Start of Exercise data

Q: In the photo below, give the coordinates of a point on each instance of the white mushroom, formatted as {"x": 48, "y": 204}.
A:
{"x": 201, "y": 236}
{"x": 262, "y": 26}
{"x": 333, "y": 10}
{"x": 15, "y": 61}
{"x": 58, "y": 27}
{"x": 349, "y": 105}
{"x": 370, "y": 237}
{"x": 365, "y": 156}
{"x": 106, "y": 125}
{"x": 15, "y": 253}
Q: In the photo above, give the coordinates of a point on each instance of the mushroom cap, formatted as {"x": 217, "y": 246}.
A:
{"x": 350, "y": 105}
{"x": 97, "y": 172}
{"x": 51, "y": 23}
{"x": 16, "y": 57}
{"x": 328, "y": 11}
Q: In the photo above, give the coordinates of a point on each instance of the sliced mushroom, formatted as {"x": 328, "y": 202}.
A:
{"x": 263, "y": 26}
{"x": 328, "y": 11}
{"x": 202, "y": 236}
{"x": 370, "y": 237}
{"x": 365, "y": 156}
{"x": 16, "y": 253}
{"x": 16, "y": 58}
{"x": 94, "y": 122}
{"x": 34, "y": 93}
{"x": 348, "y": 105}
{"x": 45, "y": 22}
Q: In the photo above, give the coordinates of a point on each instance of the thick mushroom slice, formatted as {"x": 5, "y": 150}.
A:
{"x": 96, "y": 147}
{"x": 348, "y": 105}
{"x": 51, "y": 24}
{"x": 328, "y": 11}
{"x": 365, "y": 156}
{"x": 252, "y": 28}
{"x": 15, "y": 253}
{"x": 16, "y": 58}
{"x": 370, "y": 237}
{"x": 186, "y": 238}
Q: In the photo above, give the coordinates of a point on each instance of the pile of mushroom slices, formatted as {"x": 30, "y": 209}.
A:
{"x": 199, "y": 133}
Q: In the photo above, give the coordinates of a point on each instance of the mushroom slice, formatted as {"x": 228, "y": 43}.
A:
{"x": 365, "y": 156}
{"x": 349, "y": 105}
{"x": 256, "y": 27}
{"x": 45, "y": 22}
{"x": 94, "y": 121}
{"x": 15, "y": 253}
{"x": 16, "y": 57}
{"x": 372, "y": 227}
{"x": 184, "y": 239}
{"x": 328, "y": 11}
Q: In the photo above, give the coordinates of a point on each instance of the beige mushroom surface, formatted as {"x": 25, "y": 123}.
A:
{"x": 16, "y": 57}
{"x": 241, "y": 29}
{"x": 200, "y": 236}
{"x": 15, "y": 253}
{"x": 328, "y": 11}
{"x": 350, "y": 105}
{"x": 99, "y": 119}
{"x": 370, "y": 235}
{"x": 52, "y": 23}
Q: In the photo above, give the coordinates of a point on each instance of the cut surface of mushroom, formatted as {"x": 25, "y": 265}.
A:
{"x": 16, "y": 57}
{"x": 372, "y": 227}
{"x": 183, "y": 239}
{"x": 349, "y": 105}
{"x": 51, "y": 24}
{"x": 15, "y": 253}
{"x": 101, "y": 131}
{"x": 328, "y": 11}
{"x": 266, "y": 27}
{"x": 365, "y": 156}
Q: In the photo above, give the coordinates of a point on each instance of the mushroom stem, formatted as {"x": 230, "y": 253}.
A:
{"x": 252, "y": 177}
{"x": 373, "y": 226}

End of Exercise data

**Task instructions:**
Your answer should hold exactly the lines from the one containing "the cut surface" to the last line of the data, both included, and no others.

**Your solution:**
Q: In the photo above, give the coordinates of a point on each instance of the cut surface of mushroom, formatted as {"x": 25, "y": 265}.
A:
{"x": 16, "y": 57}
{"x": 372, "y": 227}
{"x": 183, "y": 239}
{"x": 349, "y": 105}
{"x": 51, "y": 24}
{"x": 15, "y": 253}
{"x": 101, "y": 131}
{"x": 328, "y": 11}
{"x": 266, "y": 27}
{"x": 365, "y": 156}
Q: In the photo above, give the coordinates of a point on each instance of the mushroom stem, formatted as {"x": 230, "y": 253}.
A:
{"x": 252, "y": 177}
{"x": 373, "y": 226}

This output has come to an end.